◆ TASK PROMPT
Reproduce the listing below verbatim.

◆ SOURCE INFORMATION
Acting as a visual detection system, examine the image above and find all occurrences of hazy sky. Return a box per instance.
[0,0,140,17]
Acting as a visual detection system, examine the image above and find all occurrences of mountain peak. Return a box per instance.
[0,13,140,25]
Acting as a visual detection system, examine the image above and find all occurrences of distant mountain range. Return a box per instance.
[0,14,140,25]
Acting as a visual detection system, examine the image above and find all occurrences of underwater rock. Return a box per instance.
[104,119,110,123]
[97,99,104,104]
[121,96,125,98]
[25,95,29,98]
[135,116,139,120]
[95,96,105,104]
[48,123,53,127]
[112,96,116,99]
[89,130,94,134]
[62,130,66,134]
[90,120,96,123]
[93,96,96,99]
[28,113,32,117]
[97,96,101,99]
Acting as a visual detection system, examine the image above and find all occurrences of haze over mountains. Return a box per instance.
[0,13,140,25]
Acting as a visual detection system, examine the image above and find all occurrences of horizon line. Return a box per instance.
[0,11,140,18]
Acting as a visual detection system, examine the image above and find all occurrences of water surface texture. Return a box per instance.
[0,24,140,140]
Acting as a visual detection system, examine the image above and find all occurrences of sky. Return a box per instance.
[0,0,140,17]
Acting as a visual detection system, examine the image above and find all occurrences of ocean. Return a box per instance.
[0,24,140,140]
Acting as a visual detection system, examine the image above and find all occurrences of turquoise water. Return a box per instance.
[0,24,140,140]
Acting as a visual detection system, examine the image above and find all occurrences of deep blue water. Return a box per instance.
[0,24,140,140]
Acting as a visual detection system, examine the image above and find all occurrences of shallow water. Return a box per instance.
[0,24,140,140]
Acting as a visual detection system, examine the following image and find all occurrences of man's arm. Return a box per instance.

◆ TASK OUTPUT
Acting as a visual detection system, examine the image above and find all occurrences of hazy sky. Return a box per instance.
[0,0,140,17]
Acting as a visual detection system, examine the image above and find all occurrences of mountain peak. Return a box per instance.
[0,13,140,25]
Acting as a visual detection system, examine the image above and find all occurrences of distant mountain range. Return a box per instance.
[0,14,140,25]
Acting as a visual detection system, examine the image above and find all occurrences of underwater rock. Return a box per instance.
[104,119,110,123]
[97,99,104,104]
[121,96,125,98]
[25,95,29,98]
[135,116,139,120]
[95,96,105,104]
[48,123,53,127]
[112,96,116,99]
[89,130,94,134]
[62,130,66,134]
[90,120,96,123]
[93,96,96,99]
[28,113,32,117]
[97,96,101,99]
Acting as a visual detection system, examine the image above and find all occurrences of haze over mountains. Return a box per instance.
[0,13,140,25]
Acting as a visual detection system, examine the image above and find all occurrences of horizon line. Return a box per instance.
[0,11,140,18]
Acting as a visual detection system, examine the image above and find all occurrences of water surface texture. Return a box per instance.
[0,24,140,140]
Acting as a visual detection system, examine the image above and find all occurrences of sky. Return a box per instance.
[0,0,140,17]
Acting as a visual detection system, examine the image above and find all occurrences of ocean. Return a box per instance.
[0,24,140,140]
Acting as a visual detection system, examine the image above and find all occurrences of turquoise water. Return a box per instance.
[0,24,140,140]
Acting as a visual detection system, examine the image above and find all occurrences of deep blue water. Return a box per instance.
[0,24,140,140]
Acting as a visual detection system, examine the image above and find all occurrences of shallow water. Return a box per instance.
[0,24,140,140]
Acting as a visual detection system, examine the following image and find all occurrences of man's arm. Return a box per instance.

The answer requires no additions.